# Start of Data section
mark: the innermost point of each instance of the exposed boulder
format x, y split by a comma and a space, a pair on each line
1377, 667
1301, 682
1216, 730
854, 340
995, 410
# End of Data section
→ **What is asked**
Output every line of the records above as a JSON list of strings, one string per line, omitting any blank lines.

→ **Result**
[
  "mark: the innermost point of each instance of the exposed boulder",
  "format x, y split by a comma and a space, a pair on each line",
  "1377, 667",
  "1301, 682",
  "1216, 730",
  "854, 340",
  "995, 410"
]